| Exercise aim |
Please reproduce all entries word for word and omit their pictures.

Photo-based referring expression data
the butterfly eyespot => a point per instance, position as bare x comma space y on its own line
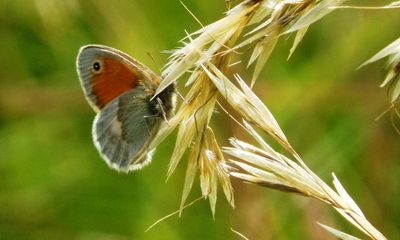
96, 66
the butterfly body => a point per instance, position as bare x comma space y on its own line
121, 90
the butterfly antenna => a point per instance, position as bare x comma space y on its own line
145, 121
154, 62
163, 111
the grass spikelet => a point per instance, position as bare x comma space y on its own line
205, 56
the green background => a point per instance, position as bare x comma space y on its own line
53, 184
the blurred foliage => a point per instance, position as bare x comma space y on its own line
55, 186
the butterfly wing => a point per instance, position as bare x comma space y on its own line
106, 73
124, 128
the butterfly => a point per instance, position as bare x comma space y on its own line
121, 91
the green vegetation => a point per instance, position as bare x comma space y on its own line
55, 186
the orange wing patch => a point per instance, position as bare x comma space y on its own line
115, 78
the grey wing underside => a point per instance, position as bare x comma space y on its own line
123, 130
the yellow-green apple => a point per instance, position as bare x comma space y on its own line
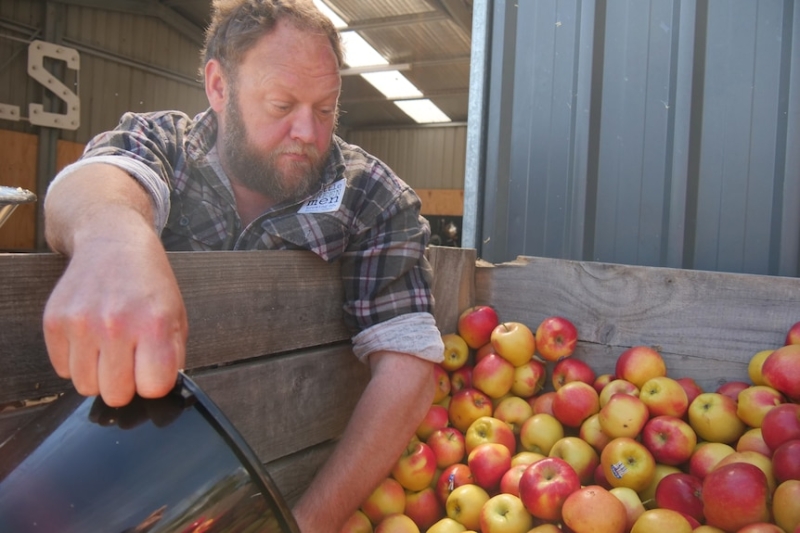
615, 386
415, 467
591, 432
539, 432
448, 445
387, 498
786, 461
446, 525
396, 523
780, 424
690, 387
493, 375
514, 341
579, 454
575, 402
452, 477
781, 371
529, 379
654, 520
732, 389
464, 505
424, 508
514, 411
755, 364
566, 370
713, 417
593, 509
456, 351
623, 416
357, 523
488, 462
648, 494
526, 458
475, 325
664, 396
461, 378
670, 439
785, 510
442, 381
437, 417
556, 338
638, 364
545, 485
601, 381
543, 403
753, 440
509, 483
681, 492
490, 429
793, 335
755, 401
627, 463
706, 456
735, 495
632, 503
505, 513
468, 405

| Written solution |
the butterfly eyespot => a point per instance, position as bare x comma space y on its own line
96, 66
the butterfly body => a point per instance, position as bare x comma space y on its own line
121, 90
the butterfly antenna => a point per instance, position as bare x comma space y on its own line
145, 121
154, 62
163, 111
the grass spikelet => a point per instance, position as bare x comma space y on its own line
205, 56
the green background => a point per instance, position as bare x comma space y on its own line
53, 184
the blurred foliage => a point per instance, position as bare x comma space y on its own line
55, 186
the butterfly wing => a point per instance, position as bare x comma space y on its own line
106, 73
124, 128
the butterfly => a point per instance, position as bare x comma space y on its own line
121, 91
the green vegetation => a point per instance, position as bare x comma space y on its own line
55, 186
the orange wing patch => a point per instance, position as bare x comma space y on its own line
115, 78
the grey wing underside => a point per instance, position as bare x comma space y on its own line
123, 130
the yellow-green apple => a point per instance, position as bare x comma space y on its own line
615, 386
415, 467
591, 432
539, 432
448, 445
387, 498
786, 461
446, 525
396, 523
780, 424
690, 387
493, 375
514, 341
579, 454
575, 402
452, 477
781, 371
529, 379
654, 520
732, 389
464, 505
424, 508
514, 411
755, 364
566, 370
713, 417
593, 509
456, 351
623, 416
357, 523
488, 462
648, 494
526, 458
475, 325
664, 396
461, 378
670, 439
785, 510
442, 381
437, 417
556, 338
638, 364
545, 485
601, 381
543, 403
753, 440
509, 483
681, 492
490, 429
793, 335
755, 401
627, 463
706, 456
735, 495
632, 503
505, 513
468, 405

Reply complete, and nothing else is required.